Source:
Which smoke wood to use when?

I get a lot of questions on which smoke wood to use for which foods. Here are some suggestions. Like anything else to do with BBQ, this is no exact science. And remember, what kind of rub or sauce you use and the spice level should also be part of the consideration.

Pork – Pork works well with lots of different smoke woods. I like to use almost anything for pork. I use mesquite a lot for pork, and I use apple (real good for ribs), cherry and pecan wood. Sometimes when I really want smoke taste on pork butts, I use hickory as well. Want something light? Try Alder.

Beef – Beef=hickory in my mind. Sometimes I’ll mix 50/50 hickory and mesquite. Oak is also good, the Jack Daniel’s oak wood chips are great for steaks for instance.

Poultry – For poultry I would normally pick something lighter, like cherry or apple. Sometimes I use mesquite, it can be real tasty with duck, which has a stronger, more gamey taste than chickens

Fish – Oak or alder is very popular for smoking fish. Here in Norway the juniper bush is sometimes used, but I find the taste too owerpowering.

Data records:
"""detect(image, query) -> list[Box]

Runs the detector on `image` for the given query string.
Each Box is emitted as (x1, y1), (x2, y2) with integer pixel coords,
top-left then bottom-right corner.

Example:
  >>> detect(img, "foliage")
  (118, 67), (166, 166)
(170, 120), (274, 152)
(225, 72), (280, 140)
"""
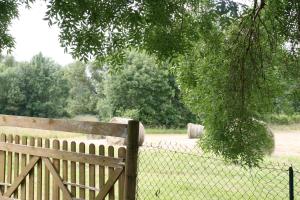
(0, 0), (300, 165)
(0, 54), (68, 117)
(65, 62), (97, 116)
(100, 51), (194, 127)
(265, 114), (300, 124)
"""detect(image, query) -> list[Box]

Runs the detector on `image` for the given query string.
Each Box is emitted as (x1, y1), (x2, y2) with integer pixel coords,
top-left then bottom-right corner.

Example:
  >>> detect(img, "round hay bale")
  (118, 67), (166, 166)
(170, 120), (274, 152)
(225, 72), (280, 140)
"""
(106, 117), (145, 146)
(187, 123), (204, 139)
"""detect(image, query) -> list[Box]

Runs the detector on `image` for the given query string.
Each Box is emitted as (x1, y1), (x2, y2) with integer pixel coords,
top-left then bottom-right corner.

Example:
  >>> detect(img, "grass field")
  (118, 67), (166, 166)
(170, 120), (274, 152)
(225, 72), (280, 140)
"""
(0, 122), (300, 200)
(138, 149), (300, 200)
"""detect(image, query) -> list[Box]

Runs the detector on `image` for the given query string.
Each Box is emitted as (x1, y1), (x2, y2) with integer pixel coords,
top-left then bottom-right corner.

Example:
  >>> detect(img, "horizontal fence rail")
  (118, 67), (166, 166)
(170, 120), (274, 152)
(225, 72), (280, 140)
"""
(136, 144), (300, 200)
(0, 115), (128, 138)
(0, 134), (126, 200)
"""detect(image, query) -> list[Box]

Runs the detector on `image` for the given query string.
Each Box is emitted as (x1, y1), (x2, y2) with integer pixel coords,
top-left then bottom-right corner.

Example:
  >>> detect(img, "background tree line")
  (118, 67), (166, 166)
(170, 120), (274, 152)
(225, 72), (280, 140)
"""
(0, 51), (197, 127)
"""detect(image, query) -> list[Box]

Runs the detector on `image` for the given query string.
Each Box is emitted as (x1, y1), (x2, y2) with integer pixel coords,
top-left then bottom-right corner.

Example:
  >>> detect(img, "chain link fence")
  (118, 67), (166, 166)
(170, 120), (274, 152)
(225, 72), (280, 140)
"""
(137, 144), (300, 200)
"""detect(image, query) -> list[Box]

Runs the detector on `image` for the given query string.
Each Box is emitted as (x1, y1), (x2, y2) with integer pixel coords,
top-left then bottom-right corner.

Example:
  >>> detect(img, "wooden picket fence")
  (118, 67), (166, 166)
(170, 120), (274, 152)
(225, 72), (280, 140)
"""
(0, 115), (139, 200)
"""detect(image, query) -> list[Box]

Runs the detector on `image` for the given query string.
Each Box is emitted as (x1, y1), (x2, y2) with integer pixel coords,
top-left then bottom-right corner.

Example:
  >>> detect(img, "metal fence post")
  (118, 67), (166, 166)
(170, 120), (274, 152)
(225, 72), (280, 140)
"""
(124, 120), (140, 200)
(289, 166), (294, 200)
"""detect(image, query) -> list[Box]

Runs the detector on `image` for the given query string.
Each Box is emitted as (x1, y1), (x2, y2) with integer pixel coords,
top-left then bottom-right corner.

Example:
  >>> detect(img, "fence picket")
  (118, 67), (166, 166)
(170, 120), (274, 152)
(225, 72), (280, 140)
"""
(89, 144), (95, 200)
(52, 140), (60, 200)
(79, 142), (85, 199)
(99, 145), (105, 193)
(6, 135), (13, 191)
(108, 146), (115, 200)
(118, 147), (126, 200)
(44, 139), (50, 200)
(71, 142), (76, 197)
(28, 137), (35, 200)
(62, 140), (69, 199)
(36, 138), (43, 200)
(0, 134), (6, 194)
(21, 136), (27, 200)
(14, 135), (20, 199)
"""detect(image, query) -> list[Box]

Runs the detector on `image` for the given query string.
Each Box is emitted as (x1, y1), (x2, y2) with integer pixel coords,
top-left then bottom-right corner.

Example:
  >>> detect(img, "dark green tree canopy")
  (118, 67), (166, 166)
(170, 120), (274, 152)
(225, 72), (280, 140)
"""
(0, 0), (300, 165)
(0, 54), (69, 117)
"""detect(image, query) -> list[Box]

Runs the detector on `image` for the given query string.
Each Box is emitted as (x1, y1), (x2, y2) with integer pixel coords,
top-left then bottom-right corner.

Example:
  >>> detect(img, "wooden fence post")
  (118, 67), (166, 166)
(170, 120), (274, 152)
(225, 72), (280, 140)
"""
(124, 120), (140, 200)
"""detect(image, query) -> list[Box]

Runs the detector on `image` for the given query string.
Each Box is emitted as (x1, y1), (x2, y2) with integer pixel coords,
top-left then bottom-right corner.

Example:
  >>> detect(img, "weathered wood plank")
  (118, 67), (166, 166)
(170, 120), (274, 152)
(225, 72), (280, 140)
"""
(42, 158), (72, 200)
(3, 157), (40, 199)
(71, 142), (76, 197)
(124, 120), (140, 200)
(79, 142), (85, 199)
(28, 137), (35, 200)
(0, 142), (124, 167)
(44, 139), (50, 200)
(52, 140), (60, 200)
(118, 147), (126, 200)
(96, 168), (124, 200)
(14, 135), (20, 199)
(89, 144), (96, 200)
(0, 115), (127, 138)
(99, 145), (105, 189)
(0, 134), (6, 195)
(36, 138), (43, 200)
(62, 140), (69, 199)
(108, 146), (115, 200)
(6, 135), (14, 190)
(20, 136), (27, 200)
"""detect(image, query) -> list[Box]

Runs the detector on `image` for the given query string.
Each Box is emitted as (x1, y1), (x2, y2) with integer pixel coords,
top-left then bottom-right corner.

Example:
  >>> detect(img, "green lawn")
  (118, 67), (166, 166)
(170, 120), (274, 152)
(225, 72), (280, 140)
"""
(0, 126), (300, 200)
(138, 149), (300, 200)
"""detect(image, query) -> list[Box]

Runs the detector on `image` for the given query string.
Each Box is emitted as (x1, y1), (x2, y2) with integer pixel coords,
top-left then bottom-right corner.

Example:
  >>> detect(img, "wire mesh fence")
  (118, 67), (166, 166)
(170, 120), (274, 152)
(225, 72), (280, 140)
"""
(137, 145), (300, 200)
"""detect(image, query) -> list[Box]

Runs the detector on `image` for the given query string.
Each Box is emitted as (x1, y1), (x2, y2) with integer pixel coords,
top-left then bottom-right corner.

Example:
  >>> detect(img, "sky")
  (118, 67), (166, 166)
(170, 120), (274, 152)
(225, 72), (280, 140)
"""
(10, 1), (73, 65)
(10, 0), (251, 65)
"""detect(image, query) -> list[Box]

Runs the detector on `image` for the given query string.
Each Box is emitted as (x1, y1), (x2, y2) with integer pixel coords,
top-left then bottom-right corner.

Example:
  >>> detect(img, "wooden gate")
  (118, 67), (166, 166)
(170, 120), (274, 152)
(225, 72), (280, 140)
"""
(0, 115), (139, 200)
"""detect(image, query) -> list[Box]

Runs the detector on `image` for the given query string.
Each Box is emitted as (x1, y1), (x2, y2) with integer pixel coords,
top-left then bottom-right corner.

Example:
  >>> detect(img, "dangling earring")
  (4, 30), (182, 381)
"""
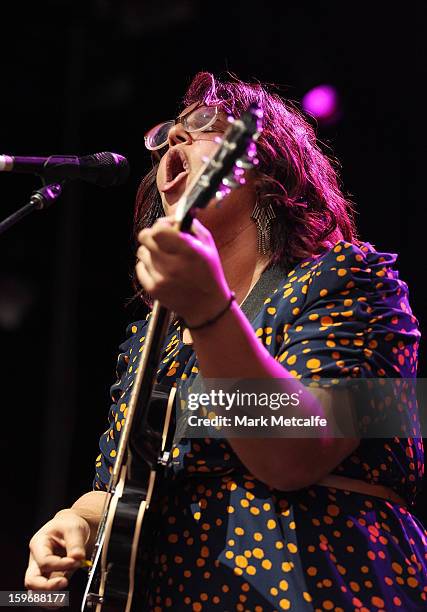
(251, 200), (276, 255)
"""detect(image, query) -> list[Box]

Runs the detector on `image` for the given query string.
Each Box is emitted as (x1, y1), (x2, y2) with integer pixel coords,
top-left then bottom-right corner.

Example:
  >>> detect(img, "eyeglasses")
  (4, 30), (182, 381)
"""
(144, 106), (220, 151)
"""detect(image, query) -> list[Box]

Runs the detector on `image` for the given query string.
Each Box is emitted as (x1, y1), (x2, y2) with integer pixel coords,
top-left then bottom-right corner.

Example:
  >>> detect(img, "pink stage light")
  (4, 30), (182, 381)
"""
(301, 85), (340, 123)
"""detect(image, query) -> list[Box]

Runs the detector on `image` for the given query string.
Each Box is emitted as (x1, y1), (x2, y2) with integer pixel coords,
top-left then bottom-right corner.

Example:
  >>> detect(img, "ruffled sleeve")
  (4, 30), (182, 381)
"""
(93, 321), (147, 491)
(276, 242), (420, 381)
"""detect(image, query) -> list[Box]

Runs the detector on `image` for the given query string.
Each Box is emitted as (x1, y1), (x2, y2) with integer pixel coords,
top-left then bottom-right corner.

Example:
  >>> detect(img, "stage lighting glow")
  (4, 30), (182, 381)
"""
(302, 85), (339, 121)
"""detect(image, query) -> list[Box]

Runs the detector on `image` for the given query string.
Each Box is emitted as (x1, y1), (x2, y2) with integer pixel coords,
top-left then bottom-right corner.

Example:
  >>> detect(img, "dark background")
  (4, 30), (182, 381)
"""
(0, 0), (427, 608)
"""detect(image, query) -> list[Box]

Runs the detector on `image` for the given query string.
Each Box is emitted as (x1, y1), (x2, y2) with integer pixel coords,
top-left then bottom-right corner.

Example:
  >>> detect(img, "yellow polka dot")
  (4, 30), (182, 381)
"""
(235, 555), (248, 567)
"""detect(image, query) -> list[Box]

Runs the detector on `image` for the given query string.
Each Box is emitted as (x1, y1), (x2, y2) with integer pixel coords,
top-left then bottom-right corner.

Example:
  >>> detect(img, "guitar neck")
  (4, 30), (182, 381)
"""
(109, 300), (172, 491)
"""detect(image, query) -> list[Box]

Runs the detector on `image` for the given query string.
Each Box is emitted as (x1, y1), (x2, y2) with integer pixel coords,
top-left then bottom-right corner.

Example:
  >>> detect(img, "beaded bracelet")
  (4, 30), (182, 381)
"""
(187, 291), (236, 331)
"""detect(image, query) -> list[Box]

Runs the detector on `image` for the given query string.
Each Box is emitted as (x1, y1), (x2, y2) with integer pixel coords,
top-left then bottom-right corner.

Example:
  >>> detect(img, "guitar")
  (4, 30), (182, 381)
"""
(81, 105), (262, 612)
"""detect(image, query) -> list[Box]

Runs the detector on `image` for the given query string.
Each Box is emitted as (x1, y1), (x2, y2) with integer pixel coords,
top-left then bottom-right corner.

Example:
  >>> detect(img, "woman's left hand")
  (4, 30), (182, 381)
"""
(136, 217), (230, 326)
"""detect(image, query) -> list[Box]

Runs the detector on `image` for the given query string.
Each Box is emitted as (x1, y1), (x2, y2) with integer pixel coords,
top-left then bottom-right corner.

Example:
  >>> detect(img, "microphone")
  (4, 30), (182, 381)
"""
(0, 152), (129, 187)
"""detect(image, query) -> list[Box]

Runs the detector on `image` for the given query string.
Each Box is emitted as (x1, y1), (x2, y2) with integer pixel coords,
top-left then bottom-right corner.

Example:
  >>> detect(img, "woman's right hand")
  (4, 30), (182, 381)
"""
(25, 509), (90, 590)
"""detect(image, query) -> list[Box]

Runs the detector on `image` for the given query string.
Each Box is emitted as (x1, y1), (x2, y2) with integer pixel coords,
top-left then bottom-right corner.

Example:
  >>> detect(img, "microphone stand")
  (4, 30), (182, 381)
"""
(0, 183), (63, 235)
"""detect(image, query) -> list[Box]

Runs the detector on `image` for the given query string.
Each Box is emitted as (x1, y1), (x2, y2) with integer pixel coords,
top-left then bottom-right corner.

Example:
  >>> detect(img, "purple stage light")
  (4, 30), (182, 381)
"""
(301, 85), (339, 123)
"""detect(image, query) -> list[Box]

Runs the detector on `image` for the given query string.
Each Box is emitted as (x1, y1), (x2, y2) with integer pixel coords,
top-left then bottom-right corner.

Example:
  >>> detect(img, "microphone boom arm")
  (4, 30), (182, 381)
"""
(0, 183), (62, 235)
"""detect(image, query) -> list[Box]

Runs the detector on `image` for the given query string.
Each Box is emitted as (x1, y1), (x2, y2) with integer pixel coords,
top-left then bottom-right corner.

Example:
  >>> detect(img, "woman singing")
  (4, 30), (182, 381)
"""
(26, 73), (427, 612)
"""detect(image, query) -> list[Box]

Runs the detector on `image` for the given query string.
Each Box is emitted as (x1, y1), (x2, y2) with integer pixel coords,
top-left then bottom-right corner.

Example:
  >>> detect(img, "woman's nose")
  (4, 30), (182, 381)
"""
(168, 123), (191, 147)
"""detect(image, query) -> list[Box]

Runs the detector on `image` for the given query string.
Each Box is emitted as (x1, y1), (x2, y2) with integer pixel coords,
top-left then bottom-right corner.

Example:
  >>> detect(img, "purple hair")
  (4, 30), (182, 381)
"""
(135, 72), (357, 296)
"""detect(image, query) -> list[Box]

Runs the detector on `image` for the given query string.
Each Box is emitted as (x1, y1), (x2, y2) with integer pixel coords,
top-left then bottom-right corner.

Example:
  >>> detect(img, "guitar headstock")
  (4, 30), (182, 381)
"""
(176, 104), (263, 229)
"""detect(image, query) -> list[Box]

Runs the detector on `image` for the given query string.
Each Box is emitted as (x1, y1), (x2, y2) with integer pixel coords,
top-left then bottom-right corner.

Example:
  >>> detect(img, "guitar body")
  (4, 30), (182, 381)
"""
(91, 482), (155, 612)
(82, 385), (175, 612)
(81, 106), (262, 612)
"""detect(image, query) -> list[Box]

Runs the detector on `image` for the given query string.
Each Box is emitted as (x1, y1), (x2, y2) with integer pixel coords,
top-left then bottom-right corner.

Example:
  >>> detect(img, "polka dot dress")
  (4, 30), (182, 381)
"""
(94, 242), (427, 612)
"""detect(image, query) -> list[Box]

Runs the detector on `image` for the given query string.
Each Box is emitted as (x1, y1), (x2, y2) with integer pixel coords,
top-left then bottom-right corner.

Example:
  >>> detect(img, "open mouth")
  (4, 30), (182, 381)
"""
(161, 149), (190, 192)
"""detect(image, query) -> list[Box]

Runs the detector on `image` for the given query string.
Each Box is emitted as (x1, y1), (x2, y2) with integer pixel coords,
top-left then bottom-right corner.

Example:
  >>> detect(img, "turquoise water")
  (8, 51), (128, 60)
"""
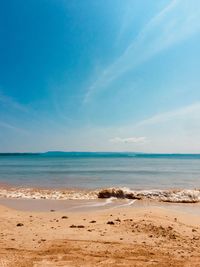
(0, 153), (200, 189)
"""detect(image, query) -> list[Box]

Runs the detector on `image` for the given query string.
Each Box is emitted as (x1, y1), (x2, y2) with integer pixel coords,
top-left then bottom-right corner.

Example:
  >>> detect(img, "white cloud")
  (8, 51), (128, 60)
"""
(110, 136), (146, 144)
(83, 0), (200, 103)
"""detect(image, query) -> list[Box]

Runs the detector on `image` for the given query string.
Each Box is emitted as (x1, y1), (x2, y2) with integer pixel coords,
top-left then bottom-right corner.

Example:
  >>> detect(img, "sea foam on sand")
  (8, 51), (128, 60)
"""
(0, 187), (200, 203)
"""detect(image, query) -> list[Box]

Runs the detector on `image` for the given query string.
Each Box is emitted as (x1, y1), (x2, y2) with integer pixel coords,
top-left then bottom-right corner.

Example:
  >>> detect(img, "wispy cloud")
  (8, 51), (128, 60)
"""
(0, 91), (28, 112)
(0, 121), (28, 134)
(110, 136), (146, 144)
(135, 102), (200, 127)
(83, 0), (200, 103)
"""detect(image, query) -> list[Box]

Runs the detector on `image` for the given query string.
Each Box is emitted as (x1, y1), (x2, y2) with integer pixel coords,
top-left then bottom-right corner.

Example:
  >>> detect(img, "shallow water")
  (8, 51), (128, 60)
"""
(0, 153), (200, 189)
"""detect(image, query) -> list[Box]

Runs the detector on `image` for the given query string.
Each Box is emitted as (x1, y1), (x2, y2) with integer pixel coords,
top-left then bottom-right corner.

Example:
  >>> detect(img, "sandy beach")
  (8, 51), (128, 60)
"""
(0, 200), (200, 267)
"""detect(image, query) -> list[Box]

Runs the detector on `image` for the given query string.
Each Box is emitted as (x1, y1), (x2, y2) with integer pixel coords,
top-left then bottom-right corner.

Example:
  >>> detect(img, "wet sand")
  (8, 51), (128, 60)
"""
(0, 200), (200, 267)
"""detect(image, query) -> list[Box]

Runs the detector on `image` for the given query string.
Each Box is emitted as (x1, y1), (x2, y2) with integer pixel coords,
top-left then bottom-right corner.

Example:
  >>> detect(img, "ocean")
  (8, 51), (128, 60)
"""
(0, 152), (200, 190)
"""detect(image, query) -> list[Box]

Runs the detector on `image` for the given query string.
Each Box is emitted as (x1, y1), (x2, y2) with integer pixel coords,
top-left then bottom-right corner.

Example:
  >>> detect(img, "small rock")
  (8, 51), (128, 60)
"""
(16, 223), (24, 227)
(107, 221), (115, 225)
(77, 225), (85, 228)
(62, 216), (68, 219)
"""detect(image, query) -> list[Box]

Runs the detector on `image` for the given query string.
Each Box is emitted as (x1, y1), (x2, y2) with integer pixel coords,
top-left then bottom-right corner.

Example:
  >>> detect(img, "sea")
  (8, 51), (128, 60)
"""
(0, 152), (200, 190)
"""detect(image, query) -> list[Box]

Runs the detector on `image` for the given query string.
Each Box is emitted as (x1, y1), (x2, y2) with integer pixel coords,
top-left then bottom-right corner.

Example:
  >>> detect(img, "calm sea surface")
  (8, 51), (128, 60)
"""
(0, 153), (200, 189)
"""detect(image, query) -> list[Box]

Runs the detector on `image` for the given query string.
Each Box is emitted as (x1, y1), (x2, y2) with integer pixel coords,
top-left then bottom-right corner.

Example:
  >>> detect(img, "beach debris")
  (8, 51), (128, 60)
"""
(16, 223), (24, 227)
(98, 188), (200, 203)
(77, 225), (85, 228)
(107, 221), (115, 225)
(0, 187), (200, 204)
(61, 215), (68, 219)
(70, 224), (85, 228)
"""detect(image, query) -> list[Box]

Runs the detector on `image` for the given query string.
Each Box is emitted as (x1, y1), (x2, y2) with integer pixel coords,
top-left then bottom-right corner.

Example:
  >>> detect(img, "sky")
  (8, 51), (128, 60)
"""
(0, 0), (200, 153)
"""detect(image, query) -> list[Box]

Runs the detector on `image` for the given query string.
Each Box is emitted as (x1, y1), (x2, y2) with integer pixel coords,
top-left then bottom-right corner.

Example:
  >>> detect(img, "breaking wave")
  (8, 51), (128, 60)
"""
(0, 187), (200, 205)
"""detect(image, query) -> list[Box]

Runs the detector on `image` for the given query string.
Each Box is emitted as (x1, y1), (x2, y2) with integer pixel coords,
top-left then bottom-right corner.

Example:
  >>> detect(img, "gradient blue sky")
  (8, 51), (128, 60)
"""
(0, 0), (200, 153)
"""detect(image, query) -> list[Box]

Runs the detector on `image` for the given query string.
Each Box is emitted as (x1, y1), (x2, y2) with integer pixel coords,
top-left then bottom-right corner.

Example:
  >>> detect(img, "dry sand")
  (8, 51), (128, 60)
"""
(0, 205), (200, 267)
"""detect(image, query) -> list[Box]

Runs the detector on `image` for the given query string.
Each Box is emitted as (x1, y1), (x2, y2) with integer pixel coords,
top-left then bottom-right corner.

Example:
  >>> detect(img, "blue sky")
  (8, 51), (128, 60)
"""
(0, 0), (200, 153)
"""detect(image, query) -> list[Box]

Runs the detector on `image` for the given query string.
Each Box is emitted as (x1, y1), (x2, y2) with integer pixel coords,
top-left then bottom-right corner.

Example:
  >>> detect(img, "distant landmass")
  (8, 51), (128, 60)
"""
(0, 151), (200, 158)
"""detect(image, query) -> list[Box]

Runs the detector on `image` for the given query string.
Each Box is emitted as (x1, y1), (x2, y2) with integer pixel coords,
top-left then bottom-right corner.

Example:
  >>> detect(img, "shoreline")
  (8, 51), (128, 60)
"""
(0, 185), (200, 203)
(0, 200), (200, 267)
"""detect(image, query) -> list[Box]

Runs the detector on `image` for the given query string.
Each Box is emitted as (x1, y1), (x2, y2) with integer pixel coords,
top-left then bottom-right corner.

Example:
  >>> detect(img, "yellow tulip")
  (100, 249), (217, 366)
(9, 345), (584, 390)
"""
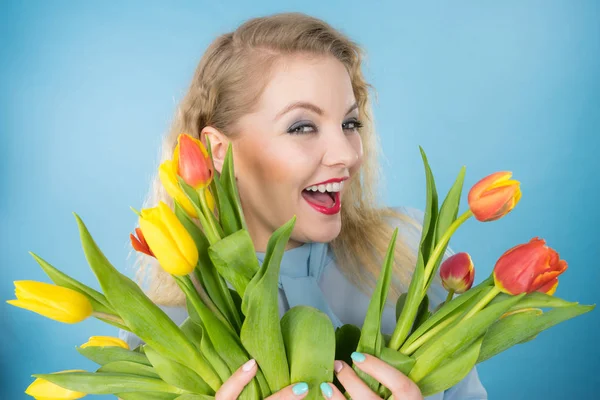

Instructions:
1) Answer these questions using the smoke wood guide:
(a) Which wood is called real good for ribs?
(b) What mix of woods is sometimes used for beef?
(c) Which plant is sometimes used in Norway for smoking fish?
2) Quote the smoke wood guide starting with "Which smoke wood to use when?" and going on through "light? Try Alder.".
The data above is separate material, unrelated to the smoke wood guide.

Results for the exercise:
1)
(a) Apple.
(b) A 50/50 mix of hickory and mesquite.
(c) The juniper bush.

2)
Which smoke wood to use when?

I get a lot of questions on which smoke wood to use for which foods. Here are some suggestions. Like anything else to do with BBQ, this is no exact science. And remember, what kind of rub or sauce you use and the spice level should also be part of the consideration.

Pork – Pork works well with lots of different smoke woods. I like to use almost anything for pork. I use mesquite a lot for pork, and I use apple (real good for ribs), cherry and pecan wood. Sometimes when I really want smoke taste on pork butts, I use hickory as well. Want something light? Try Alder.